Marineland was notable for housing common dolphins, which are rarer than bottlenose dolphins in captivity. The last two dolphins kept by Marineland, Kelly and Shona, arrived in 1974. Shona died in 2006 and Kelly died on 11 September 2008, possibly due to stomach cancer. Her death triggered the closure of Marineland to the public.

In addition to the dolphins, Marineland also housed New Zealand fur seals, California sea lions, and a leopard seal. Many of the animals kept at Marineland were either brought in sick or injured, or were bred from animals that were brought to the park sick and injured. Other animals were also acquired from other zoos, including Sea Life Park in Hawaii.

Marineland was also home to a breeding colony of little penguins established from sick and injured birds, which were moved to the National Aquarium. A wide range of birds were also kept at Marineland over the years, including Australasian gannets and a sulphur crested cockatoo known as Bobby.

==False reports about fur seal origins==

The final manager of Marineland, Gary Macdonald, resigned on 18 November 2009, after 32 years as manager, after an investigation found documents had been falsified to state that three fur seal pups born in the wild had been born at Marineland. Napier City Council chief executive Neil Taylor said the investigations showed three wild seal pups were documented as being born in Marineland, enabling the facility to keep them rather than release the animals back to the wild. The council probe revealed false declarations were filed in 1996, 2006, and 2007, stating in all cases that the pups had arrived malnourished, harassed, or at risk for treatment. The Department of Conservation completed an investigation but decided against prosecution of Marineland, satisfied with Mr Macdonald's resignation.

(Text-to-region grounding data)
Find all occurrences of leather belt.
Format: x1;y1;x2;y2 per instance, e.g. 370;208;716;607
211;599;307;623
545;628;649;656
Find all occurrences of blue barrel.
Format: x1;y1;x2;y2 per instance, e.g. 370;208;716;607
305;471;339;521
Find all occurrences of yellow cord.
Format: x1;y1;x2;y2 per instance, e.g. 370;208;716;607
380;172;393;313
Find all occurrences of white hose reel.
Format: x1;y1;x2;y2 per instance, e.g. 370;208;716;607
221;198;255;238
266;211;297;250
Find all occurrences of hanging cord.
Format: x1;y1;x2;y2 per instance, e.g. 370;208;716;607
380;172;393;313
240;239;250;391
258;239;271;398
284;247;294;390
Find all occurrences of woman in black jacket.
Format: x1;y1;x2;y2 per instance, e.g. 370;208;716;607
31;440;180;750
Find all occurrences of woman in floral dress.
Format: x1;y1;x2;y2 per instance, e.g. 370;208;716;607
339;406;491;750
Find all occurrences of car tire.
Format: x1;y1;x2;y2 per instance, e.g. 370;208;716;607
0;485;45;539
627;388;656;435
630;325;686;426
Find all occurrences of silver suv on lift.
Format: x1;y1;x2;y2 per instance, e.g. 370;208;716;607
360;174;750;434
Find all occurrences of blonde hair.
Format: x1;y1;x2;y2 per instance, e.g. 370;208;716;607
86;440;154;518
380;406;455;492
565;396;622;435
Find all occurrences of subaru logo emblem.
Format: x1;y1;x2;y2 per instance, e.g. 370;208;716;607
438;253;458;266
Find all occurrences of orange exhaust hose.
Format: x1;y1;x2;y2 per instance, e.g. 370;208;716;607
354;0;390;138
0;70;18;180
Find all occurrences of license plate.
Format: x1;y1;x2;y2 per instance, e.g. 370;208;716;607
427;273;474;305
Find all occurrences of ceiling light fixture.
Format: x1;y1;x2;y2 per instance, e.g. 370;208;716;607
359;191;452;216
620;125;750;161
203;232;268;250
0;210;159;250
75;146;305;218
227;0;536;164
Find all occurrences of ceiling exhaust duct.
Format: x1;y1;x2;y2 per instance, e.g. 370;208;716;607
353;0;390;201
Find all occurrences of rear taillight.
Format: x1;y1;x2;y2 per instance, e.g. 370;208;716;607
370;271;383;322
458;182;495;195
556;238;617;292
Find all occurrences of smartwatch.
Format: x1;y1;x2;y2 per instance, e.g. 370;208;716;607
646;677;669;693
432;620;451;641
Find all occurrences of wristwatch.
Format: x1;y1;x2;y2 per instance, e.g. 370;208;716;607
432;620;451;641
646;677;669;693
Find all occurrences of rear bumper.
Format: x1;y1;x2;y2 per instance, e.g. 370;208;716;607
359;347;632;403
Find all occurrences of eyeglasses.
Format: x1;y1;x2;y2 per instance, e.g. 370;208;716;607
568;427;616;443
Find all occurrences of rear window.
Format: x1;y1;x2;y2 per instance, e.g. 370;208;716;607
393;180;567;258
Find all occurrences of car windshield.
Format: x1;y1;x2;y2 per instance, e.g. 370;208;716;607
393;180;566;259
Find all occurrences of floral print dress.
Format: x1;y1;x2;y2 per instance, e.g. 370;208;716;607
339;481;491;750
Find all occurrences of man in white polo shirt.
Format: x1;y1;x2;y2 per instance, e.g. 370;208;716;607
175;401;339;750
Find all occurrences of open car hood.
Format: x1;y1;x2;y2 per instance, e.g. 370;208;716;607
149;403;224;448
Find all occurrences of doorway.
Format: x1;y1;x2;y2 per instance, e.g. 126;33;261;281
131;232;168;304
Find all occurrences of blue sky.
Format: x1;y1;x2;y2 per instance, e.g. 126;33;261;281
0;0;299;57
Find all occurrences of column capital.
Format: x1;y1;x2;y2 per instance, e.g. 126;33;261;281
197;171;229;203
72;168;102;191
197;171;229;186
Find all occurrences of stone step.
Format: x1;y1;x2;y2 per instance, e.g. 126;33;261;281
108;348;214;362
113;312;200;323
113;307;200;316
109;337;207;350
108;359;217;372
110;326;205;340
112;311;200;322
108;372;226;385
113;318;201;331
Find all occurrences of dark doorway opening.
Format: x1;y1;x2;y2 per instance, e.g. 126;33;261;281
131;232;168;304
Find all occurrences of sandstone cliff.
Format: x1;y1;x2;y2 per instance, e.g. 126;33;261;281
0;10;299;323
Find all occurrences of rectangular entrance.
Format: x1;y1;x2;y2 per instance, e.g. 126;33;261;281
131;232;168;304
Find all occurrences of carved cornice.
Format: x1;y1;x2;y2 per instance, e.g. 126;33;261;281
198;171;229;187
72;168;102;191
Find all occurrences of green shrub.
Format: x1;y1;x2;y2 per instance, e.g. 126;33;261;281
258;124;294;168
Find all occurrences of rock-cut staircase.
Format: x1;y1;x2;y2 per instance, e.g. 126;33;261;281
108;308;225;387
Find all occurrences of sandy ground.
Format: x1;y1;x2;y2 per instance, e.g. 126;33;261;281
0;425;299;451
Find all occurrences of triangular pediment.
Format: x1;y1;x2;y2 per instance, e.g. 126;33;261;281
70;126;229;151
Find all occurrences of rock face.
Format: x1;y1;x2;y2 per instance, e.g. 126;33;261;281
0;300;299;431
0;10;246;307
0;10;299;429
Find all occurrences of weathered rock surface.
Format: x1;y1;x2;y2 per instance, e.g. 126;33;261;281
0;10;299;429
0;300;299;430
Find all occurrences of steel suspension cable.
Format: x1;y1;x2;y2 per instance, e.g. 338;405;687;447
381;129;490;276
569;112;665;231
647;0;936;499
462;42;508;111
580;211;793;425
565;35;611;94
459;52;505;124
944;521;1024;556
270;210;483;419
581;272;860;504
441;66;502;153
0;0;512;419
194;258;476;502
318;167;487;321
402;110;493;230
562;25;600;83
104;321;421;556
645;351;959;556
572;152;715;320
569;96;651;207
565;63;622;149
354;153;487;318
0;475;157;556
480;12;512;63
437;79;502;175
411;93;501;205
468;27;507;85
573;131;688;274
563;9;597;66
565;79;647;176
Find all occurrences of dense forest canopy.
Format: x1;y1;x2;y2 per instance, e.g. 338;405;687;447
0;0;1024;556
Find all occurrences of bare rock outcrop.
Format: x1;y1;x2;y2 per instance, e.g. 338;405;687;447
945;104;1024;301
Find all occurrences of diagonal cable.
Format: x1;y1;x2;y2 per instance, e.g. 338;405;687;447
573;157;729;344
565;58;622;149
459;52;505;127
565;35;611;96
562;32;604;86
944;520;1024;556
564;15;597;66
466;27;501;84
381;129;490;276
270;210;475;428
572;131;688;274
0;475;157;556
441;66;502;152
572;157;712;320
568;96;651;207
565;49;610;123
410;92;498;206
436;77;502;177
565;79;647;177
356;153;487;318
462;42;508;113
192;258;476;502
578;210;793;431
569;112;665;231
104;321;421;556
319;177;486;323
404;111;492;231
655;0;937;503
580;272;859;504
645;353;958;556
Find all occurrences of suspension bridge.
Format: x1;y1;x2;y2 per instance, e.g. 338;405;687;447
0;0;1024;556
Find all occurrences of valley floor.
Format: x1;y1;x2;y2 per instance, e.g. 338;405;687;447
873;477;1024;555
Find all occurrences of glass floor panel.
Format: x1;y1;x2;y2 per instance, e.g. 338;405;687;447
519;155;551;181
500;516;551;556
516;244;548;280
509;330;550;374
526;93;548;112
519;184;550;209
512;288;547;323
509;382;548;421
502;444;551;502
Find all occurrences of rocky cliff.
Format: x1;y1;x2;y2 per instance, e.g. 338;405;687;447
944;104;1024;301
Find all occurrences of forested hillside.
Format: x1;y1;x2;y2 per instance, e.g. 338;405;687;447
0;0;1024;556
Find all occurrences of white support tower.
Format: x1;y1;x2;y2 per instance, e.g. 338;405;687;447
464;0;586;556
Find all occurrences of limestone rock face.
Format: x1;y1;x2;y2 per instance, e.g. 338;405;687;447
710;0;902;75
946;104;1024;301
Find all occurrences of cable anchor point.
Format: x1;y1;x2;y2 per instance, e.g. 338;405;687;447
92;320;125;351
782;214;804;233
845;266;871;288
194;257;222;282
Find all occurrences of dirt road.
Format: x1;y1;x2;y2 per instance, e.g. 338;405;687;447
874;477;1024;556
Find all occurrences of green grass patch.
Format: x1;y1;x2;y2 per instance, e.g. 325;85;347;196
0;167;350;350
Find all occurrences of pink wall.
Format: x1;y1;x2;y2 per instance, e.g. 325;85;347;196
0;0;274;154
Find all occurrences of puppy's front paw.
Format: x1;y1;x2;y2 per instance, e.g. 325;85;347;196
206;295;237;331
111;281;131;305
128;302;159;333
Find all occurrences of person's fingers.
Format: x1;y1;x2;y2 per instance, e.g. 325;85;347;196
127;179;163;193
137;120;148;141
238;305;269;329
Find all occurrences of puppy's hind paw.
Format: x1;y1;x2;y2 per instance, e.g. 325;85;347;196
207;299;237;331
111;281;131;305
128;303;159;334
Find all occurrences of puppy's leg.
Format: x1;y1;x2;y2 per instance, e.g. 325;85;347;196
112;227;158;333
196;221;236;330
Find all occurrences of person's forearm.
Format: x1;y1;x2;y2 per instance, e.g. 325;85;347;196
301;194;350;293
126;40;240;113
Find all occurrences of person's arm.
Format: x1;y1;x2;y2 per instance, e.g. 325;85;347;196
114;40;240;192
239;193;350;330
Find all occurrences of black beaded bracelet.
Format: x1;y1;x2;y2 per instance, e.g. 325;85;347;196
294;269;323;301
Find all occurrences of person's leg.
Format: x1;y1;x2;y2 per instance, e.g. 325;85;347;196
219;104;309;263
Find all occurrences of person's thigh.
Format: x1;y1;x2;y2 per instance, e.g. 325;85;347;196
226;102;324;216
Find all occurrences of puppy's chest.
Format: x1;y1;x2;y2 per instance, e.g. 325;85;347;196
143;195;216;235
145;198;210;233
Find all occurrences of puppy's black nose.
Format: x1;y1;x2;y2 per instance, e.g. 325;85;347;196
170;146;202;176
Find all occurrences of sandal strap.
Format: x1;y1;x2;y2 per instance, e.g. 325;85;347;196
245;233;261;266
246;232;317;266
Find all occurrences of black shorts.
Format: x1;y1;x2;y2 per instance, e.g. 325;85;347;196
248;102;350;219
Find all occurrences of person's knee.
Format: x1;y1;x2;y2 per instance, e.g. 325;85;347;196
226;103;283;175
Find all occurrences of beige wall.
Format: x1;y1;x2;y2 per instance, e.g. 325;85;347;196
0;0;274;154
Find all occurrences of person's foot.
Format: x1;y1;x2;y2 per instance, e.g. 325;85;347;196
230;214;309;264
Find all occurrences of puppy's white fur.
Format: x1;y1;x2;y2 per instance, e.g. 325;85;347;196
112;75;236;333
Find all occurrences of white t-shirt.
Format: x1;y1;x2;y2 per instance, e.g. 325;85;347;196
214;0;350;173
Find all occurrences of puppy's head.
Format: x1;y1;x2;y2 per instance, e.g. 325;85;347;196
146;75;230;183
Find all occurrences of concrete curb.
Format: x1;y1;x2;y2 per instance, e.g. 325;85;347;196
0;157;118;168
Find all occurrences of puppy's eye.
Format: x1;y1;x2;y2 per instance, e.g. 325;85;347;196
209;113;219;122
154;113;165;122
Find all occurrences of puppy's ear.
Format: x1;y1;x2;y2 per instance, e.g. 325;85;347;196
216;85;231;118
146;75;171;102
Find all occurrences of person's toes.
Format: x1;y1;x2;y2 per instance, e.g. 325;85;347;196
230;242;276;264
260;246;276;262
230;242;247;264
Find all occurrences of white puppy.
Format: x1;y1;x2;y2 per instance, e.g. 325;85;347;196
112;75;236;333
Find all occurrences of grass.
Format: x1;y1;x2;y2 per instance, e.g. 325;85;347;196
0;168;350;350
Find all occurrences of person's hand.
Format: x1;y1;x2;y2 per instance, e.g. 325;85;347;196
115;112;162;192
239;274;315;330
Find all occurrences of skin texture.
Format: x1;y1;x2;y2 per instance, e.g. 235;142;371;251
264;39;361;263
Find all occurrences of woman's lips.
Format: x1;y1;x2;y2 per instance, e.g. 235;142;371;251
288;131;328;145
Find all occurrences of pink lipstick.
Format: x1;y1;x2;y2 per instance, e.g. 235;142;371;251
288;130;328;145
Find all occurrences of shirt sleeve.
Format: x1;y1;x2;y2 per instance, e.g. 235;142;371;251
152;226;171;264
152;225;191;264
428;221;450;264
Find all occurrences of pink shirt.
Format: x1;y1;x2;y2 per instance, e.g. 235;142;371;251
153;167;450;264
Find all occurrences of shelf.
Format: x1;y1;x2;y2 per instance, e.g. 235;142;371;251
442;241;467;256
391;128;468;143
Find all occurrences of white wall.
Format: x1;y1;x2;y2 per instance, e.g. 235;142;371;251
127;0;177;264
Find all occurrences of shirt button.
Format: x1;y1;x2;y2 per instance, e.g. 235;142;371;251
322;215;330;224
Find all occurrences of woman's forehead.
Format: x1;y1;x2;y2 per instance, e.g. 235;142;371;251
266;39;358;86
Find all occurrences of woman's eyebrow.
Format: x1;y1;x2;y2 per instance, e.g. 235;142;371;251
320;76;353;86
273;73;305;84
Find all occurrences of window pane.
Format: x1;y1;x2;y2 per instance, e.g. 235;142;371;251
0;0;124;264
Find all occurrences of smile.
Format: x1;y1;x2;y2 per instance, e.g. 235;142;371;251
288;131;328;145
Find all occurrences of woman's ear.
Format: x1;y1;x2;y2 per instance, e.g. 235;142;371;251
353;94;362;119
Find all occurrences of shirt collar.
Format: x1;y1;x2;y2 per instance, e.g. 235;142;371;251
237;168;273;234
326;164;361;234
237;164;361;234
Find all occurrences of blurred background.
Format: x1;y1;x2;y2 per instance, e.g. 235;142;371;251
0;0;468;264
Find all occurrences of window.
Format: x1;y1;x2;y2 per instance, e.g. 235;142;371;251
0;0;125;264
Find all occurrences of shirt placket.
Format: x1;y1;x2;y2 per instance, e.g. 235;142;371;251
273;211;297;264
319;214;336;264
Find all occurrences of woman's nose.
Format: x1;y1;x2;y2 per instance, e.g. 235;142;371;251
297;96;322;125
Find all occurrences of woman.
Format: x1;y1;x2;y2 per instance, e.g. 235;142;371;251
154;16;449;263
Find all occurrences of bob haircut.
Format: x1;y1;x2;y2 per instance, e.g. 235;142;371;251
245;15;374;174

▶ [What to work on]:
(a) Answer these questions from the Marineland text:
(i) In what year did Kelly and Shona arrive at Marineland?
(ii) To which facility were the little penguins moved?
(iii) How many years had Gary Macdonald served as manager when he resigned?
(b) According to the Marineland text, which animals other than dolphins were kept at Marineland? List every one named.
(c) Does the Marineland text support each of these statements?
(i) Shona died before Kelly.
(ii) The Department of Conservation prosecuted Marineland.
(iii) Some of the animals at Marineland came from Sea Life Park in Hawaii.

▶ [Answers given]:
(a)
(i) 1974
(ii) The National Aquarium
(iii) 32 years

(b)
New Zealand fur seals
California sea lions
A leopard seal
Little penguins
Australasian gannets
A sulphur crested cockatoo known as Bobby

(c)
(i) Yes: "Shona died in 2006 and Kelly died on 11 September 2008"
(ii) No: "decided against prosecution of Marineland"
(iii) Yes: "Other animals were also acquired from other zoos, including Sea Life Park in Hawaii."